**TASK TO COMPLETE:** Rewrite the entries from the line containing "The component shall return one point per instance of the grass" through the end of the entries, both ends included, replacing "white marker post" with "roadside reflector post" and leaving everything else unchanged.

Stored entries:
----------------
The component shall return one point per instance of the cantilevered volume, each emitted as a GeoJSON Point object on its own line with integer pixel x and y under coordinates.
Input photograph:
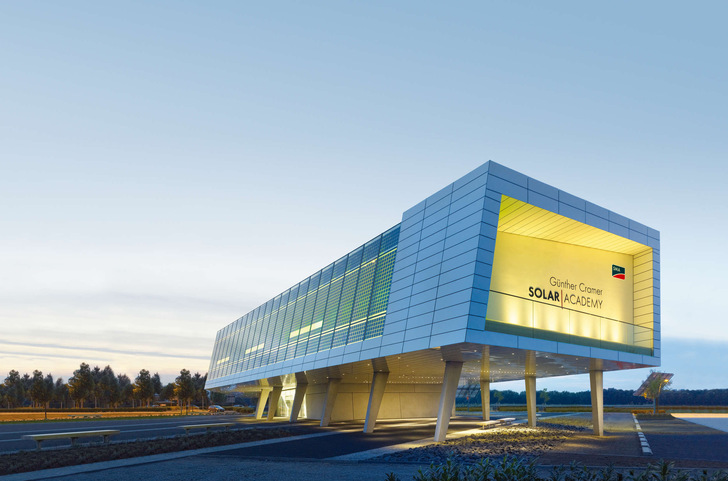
{"type": "Point", "coordinates": [496, 277]}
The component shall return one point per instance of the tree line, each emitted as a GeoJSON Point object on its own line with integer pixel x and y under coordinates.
{"type": "Point", "coordinates": [100, 388]}
{"type": "Point", "coordinates": [612, 396]}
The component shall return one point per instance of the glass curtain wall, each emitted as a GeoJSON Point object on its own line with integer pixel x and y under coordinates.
{"type": "Point", "coordinates": [343, 303]}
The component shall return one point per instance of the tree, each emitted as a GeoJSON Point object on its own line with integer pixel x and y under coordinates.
{"type": "Point", "coordinates": [14, 389]}
{"type": "Point", "coordinates": [143, 387]}
{"type": "Point", "coordinates": [198, 382]}
{"type": "Point", "coordinates": [654, 388]}
{"type": "Point", "coordinates": [109, 391]}
{"type": "Point", "coordinates": [39, 392]}
{"type": "Point", "coordinates": [61, 394]}
{"type": "Point", "coordinates": [97, 390]}
{"type": "Point", "coordinates": [156, 383]}
{"type": "Point", "coordinates": [126, 389]}
{"type": "Point", "coordinates": [217, 397]}
{"type": "Point", "coordinates": [544, 395]}
{"type": "Point", "coordinates": [499, 396]}
{"type": "Point", "coordinates": [184, 389]}
{"type": "Point", "coordinates": [167, 392]}
{"type": "Point", "coordinates": [81, 384]}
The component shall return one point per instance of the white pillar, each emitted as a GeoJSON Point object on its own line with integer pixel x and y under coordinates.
{"type": "Point", "coordinates": [453, 369]}
{"type": "Point", "coordinates": [298, 400]}
{"type": "Point", "coordinates": [273, 401]}
{"type": "Point", "coordinates": [332, 389]}
{"type": "Point", "coordinates": [531, 400]}
{"type": "Point", "coordinates": [485, 399]}
{"type": "Point", "coordinates": [261, 403]}
{"type": "Point", "coordinates": [379, 382]}
{"type": "Point", "coordinates": [596, 379]}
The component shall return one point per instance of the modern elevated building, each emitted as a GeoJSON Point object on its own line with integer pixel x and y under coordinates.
{"type": "Point", "coordinates": [496, 277]}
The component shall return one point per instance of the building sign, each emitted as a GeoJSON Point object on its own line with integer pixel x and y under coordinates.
{"type": "Point", "coordinates": [581, 280]}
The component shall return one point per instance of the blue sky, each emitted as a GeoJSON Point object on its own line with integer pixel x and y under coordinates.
{"type": "Point", "coordinates": [168, 166]}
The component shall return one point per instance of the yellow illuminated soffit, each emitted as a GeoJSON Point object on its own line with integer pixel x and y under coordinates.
{"type": "Point", "coordinates": [517, 217]}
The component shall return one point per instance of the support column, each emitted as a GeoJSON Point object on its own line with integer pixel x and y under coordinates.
{"type": "Point", "coordinates": [301, 386]}
{"type": "Point", "coordinates": [261, 403]}
{"type": "Point", "coordinates": [485, 383]}
{"type": "Point", "coordinates": [332, 389]}
{"type": "Point", "coordinates": [596, 379]}
{"type": "Point", "coordinates": [453, 369]}
{"type": "Point", "coordinates": [379, 382]}
{"type": "Point", "coordinates": [485, 399]}
{"type": "Point", "coordinates": [531, 400]}
{"type": "Point", "coordinates": [275, 396]}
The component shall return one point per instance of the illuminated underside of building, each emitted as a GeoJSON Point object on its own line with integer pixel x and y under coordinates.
{"type": "Point", "coordinates": [496, 277]}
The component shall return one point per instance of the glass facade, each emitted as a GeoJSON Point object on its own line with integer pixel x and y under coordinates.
{"type": "Point", "coordinates": [343, 303]}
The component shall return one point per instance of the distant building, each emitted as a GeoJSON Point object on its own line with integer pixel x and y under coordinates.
{"type": "Point", "coordinates": [496, 277]}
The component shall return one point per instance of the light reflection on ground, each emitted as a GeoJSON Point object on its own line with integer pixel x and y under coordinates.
{"type": "Point", "coordinates": [712, 420]}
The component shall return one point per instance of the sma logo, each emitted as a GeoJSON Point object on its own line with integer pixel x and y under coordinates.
{"type": "Point", "coordinates": [618, 272]}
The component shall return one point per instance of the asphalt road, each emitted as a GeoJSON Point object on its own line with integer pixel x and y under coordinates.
{"type": "Point", "coordinates": [351, 440]}
{"type": "Point", "coordinates": [678, 439]}
{"type": "Point", "coordinates": [10, 434]}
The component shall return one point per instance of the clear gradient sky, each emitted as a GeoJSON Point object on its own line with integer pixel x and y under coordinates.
{"type": "Point", "coordinates": [165, 167]}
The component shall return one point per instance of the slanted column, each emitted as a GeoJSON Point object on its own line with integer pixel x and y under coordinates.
{"type": "Point", "coordinates": [275, 396]}
{"type": "Point", "coordinates": [531, 400]}
{"type": "Point", "coordinates": [453, 369]}
{"type": "Point", "coordinates": [596, 379]}
{"type": "Point", "coordinates": [261, 403]}
{"type": "Point", "coordinates": [485, 383]}
{"type": "Point", "coordinates": [332, 389]}
{"type": "Point", "coordinates": [485, 399]}
{"type": "Point", "coordinates": [301, 387]}
{"type": "Point", "coordinates": [379, 382]}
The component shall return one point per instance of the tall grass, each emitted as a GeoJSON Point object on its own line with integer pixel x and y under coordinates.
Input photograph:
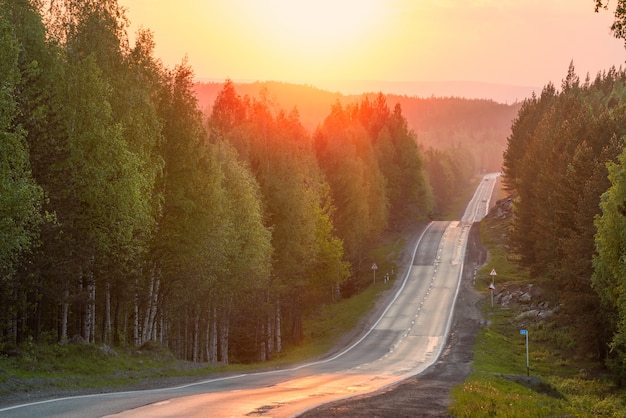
{"type": "Point", "coordinates": [559, 385]}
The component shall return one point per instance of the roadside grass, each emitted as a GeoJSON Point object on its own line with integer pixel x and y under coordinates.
{"type": "Point", "coordinates": [32, 367]}
{"type": "Point", "coordinates": [560, 384]}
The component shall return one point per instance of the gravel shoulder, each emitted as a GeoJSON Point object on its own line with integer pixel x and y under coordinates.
{"type": "Point", "coordinates": [428, 394]}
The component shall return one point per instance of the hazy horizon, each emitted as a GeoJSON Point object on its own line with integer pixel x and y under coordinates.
{"type": "Point", "coordinates": [474, 49]}
{"type": "Point", "coordinates": [500, 93]}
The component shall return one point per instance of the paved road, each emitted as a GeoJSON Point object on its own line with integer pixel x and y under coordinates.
{"type": "Point", "coordinates": [406, 339]}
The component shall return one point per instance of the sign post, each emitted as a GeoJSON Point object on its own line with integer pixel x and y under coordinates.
{"type": "Point", "coordinates": [374, 268]}
{"type": "Point", "coordinates": [492, 287]}
{"type": "Point", "coordinates": [525, 332]}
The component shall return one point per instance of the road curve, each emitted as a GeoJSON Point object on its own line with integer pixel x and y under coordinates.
{"type": "Point", "coordinates": [407, 338]}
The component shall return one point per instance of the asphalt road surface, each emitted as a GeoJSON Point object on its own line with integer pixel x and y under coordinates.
{"type": "Point", "coordinates": [406, 339]}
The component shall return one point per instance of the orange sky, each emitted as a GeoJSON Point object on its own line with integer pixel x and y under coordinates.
{"type": "Point", "coordinates": [516, 42]}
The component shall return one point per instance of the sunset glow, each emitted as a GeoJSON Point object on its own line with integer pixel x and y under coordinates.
{"type": "Point", "coordinates": [509, 42]}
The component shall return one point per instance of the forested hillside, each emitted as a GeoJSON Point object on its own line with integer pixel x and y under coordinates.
{"type": "Point", "coordinates": [564, 163]}
{"type": "Point", "coordinates": [466, 126]}
{"type": "Point", "coordinates": [130, 216]}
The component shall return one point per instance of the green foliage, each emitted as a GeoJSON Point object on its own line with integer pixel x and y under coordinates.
{"type": "Point", "coordinates": [609, 275]}
{"type": "Point", "coordinates": [560, 382]}
{"type": "Point", "coordinates": [555, 165]}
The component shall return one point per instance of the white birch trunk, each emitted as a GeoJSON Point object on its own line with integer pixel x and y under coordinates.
{"type": "Point", "coordinates": [65, 307]}
{"type": "Point", "coordinates": [107, 313]}
{"type": "Point", "coordinates": [196, 337]}
{"type": "Point", "coordinates": [279, 341]}
{"type": "Point", "coordinates": [145, 330]}
{"type": "Point", "coordinates": [213, 358]}
{"type": "Point", "coordinates": [136, 331]}
{"type": "Point", "coordinates": [91, 308]}
{"type": "Point", "coordinates": [224, 339]}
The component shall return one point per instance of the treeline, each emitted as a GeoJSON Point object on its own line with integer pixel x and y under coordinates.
{"type": "Point", "coordinates": [129, 217]}
{"type": "Point", "coordinates": [565, 165]}
{"type": "Point", "coordinates": [454, 124]}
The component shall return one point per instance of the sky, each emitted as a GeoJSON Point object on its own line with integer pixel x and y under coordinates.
{"type": "Point", "coordinates": [393, 44]}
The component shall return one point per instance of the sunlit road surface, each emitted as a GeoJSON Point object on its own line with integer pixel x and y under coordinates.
{"type": "Point", "coordinates": [407, 338]}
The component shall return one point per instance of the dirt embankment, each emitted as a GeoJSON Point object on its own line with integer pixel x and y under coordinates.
{"type": "Point", "coordinates": [428, 394]}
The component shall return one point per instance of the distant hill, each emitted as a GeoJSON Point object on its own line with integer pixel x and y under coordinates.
{"type": "Point", "coordinates": [480, 125]}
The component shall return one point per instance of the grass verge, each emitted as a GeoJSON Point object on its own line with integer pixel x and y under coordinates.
{"type": "Point", "coordinates": [559, 384]}
{"type": "Point", "coordinates": [52, 367]}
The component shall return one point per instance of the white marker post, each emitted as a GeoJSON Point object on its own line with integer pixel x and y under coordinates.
{"type": "Point", "coordinates": [525, 332]}
{"type": "Point", "coordinates": [374, 268]}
----------------
**SOLUTION:**
The component shall return one point per instance of the grass verge, each emitted as a GeoJSON Point object on its own line with integer pixel x and y under coordinates.
{"type": "Point", "coordinates": [559, 384]}
{"type": "Point", "coordinates": [52, 367]}
The component shall return one point per instance of the roadside reflector post, each emitted as a GeoJSON Point object on its own line with integer pixel x and y under coordinates.
{"type": "Point", "coordinates": [525, 332]}
{"type": "Point", "coordinates": [374, 268]}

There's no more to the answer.